• [Selected text]:
The blog concluded by warning that rising delinquencies and defaults in the commercial property sector “could restrict lending and trigger a vicious cycle of tighter funding conditions, falling commercial property prices, and losses for financial intermediaries with adverse spillovers to the rest of the economy.”
The roots of the crisis are not simply in the rise in interest rates by the Fed – as the blog itself pointed out commercial property has withstood rate rises in the past – but in the historical context in which the present increases have taken place.
Ever since the global stock market crash of 1987, when the incoming Fed chair Alan Greenspan pledged full support for Wall Street, the US financial system has become ever more dependent on the inflow of ultra-cheap money.
That dependence underwent a qualitative leap after the global financial crash of 2008 and again in the crisis of March 2020 when the Fed intervened to the tune of more than $4 trillion to prop the key market for US Treasury bonds and virtually every other area of the financial system.
This inflow of money enabled the accumulation of wealth by the most powerful oligarchs with the five richest men more than doubling their wealth after 2020 from $405 billion to $869 billion at the rate of $14 million per hour.
Low interest rates have even been significant from the standpoint of the operation of the financial system. It has become so dependent on low interest rates that the maintenance of a Fed rate of more than 5 percent – once considered well within the bounds of normality – now poses great dangers. The situation in commercial property is the expression of a much broader process.
This can be seen in the gyrations of Wall Street in which one of the key determinants is what the Fed will or will not do. Thus, after reaching a record high in January 2022, the market began a decline as a result of first, the expectation of interest rate rises, and then their actuality in March 2022 and subsequently.
Apart from what has been described as a “sizzle” between March and July, when tech stocks soared on the basis of profit prospects flowing from artificial intelligence (AI), the general trend was down until October last year.

• [Work instructions]:
[A] Answer these from the passage on Fed interest rates:
(i) In what year was the global stock market crash after which Alan Greenspan pledged full support for Wall Street?
(ii) By how much did the Fed intervene in the crisis of March 2020?
(iii) In what month and year did the market reach a record high?
[B] Repeat the passage on Fed interest rates word for word, between "That dependence underwent" and "much broader process.", inclusive.
[C] Go on with the passage on Fed interest rates, starting after its final sentence.

• [Supplied data]:
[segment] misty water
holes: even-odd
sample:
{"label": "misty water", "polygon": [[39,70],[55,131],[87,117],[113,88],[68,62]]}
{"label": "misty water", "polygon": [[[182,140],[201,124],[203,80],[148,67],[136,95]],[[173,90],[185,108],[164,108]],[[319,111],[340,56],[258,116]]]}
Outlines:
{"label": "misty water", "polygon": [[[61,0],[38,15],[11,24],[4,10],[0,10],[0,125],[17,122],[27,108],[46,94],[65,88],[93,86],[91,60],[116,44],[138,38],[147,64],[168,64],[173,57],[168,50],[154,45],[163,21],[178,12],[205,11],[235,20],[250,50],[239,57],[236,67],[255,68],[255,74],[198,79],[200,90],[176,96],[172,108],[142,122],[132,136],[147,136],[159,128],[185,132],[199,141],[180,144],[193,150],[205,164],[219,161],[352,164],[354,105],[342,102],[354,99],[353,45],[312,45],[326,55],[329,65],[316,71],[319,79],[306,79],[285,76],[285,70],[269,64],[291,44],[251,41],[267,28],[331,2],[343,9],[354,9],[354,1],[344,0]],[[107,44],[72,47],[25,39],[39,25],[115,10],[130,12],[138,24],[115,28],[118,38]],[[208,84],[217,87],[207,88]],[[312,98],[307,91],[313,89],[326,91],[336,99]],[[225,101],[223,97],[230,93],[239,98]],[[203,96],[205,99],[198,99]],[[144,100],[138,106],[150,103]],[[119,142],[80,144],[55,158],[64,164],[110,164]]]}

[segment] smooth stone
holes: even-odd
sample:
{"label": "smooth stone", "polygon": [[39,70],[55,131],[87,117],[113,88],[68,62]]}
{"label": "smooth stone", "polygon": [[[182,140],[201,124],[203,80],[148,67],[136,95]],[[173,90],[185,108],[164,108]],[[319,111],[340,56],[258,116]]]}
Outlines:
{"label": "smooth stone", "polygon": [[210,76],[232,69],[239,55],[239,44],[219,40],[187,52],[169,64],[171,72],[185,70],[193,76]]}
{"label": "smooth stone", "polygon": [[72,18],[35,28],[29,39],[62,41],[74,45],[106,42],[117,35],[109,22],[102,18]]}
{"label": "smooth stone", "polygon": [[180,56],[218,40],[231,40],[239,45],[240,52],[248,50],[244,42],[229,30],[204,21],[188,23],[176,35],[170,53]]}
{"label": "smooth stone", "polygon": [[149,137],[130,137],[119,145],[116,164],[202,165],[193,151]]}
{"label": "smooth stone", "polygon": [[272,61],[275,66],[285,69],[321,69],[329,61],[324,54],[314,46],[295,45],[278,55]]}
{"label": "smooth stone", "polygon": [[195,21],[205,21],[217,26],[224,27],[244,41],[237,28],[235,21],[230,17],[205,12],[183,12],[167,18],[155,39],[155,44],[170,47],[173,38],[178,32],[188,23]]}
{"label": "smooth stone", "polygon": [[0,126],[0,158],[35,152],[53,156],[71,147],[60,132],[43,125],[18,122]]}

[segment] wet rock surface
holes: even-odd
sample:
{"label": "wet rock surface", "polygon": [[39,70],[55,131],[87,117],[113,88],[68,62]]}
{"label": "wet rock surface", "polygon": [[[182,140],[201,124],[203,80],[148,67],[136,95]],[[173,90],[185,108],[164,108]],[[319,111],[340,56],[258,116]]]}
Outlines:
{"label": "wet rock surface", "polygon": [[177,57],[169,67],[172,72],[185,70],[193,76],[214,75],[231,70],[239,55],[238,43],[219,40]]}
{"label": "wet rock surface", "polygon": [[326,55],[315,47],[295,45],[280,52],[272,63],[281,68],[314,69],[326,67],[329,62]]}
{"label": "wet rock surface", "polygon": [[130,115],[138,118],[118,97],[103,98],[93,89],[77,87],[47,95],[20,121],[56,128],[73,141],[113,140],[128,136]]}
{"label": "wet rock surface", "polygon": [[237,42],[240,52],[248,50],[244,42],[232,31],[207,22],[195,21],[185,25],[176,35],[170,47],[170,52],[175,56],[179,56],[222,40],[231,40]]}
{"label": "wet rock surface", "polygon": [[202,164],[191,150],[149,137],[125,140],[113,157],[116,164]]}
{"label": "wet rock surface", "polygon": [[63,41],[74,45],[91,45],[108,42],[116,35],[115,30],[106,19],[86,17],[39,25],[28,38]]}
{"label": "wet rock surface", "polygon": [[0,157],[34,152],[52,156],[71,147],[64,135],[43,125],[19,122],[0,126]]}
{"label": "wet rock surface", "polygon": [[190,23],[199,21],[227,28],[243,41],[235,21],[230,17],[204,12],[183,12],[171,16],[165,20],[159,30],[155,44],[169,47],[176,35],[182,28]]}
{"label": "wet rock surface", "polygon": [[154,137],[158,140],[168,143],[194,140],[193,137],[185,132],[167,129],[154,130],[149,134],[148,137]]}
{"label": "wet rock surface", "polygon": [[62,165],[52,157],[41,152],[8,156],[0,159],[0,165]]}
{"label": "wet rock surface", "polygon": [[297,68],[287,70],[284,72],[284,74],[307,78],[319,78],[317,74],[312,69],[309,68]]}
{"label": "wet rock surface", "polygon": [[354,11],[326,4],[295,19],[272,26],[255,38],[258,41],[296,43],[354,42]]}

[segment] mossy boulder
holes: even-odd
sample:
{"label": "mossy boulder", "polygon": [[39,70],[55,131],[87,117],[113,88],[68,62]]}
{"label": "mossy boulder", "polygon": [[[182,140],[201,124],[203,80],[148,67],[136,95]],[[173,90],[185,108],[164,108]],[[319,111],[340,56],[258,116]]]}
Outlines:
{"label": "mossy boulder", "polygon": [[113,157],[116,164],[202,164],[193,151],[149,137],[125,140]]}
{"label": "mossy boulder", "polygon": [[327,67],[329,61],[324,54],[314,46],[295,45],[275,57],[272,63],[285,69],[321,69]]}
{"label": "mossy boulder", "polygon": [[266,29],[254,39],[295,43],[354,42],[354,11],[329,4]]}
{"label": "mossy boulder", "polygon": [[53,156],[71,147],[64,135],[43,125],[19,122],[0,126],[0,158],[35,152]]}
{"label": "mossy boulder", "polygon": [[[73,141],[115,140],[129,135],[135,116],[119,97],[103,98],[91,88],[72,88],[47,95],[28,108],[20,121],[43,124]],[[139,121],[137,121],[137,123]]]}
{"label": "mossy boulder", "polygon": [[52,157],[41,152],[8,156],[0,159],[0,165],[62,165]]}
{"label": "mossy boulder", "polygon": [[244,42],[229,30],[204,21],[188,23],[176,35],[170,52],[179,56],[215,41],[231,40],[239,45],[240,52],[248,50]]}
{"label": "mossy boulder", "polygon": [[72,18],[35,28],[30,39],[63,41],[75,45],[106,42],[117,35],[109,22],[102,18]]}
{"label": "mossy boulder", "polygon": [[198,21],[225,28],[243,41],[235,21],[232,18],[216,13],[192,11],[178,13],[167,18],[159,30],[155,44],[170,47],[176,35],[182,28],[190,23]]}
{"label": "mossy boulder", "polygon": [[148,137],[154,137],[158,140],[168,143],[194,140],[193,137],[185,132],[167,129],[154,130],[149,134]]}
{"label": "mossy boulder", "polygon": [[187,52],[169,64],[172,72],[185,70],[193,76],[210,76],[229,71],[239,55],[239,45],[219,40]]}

• [Expected responses]:
[A]
(i) 1987
(ii) More than $4 trillion
(iii) January 2022

[B]
That dependence underwent a qualitative leap after the global financial crash of 2008 and again in the crisis of March 2020 when the Fed intervened to the tune of more than $4 trillion to prop the key market for US Treasury bonds and virtually every other area of the financial system.
This inflow of money enabled the accumulation of wealth by the most powerful oligarchs with the five richest men more than doubling their wealth after 2020 from $405 billion to $869 billion at the rate of $14 million per hour.
Low interest rates have even been significant from the standpoint of the operation of the financial system. It has become so dependent on low interest rates that the maintenance of a Fed rate of more than 5 percent – once considered well within the bounds of normality – now poses great dangers. The situation in commercial property is the expression of a much broader process.

[C]
Then the market began an upswing on the basis that with the headline inflation rate starting to fall the Fed would not only halt the tightening cycle but would start cutting rates in 2024. It was given a further boost in December when Fed chair Jerome Powell indicated, contrary to all his previous remarks, that it was looking to cut rates.
Last Friday, the key Wall Street index, the S&P 500, reached a new record high, eclipsing the previous record set in January 2022. The rise continued this week with the Dow passing 38,000 for the first time on Monday.
Since the middle of last October, the S&P 500 has risen by 17.5 percent with the tech-heavy NASDAQ index up 21 percent, though still short of its record high.
The stock prices of the so-called “Magnificent Seven” – the google parent, Alphabet, Facebook parent Meta, Amazon, Apple, Microsoft, Tesla and Nvidia – have jumped by more than 25 percent in the space of three months.
The rise and rise of Nvidia, which dominates the production of graphics units for AI, is the clearest expression of the speculative character of the market boom.
In March last year Nvidia’s market value was $565 billion. It has now risen to $1.5 trillion. The narrow base in the Wall Street surge is indicated by the fact that if Nvidia were removed from the S&P index it would not have reached a new record.
No one, least of all the participants, can predict where the market will turn, but one thing can be said with certainty: there will be sharp twists and turns.
For example, just months ago nickel and lithium were booming because of their role in electric vehicles. Today mines in Australia are announcing job cuts and closures because of a falloff in expected demand for electric vehicles and a price war in the production of these metals.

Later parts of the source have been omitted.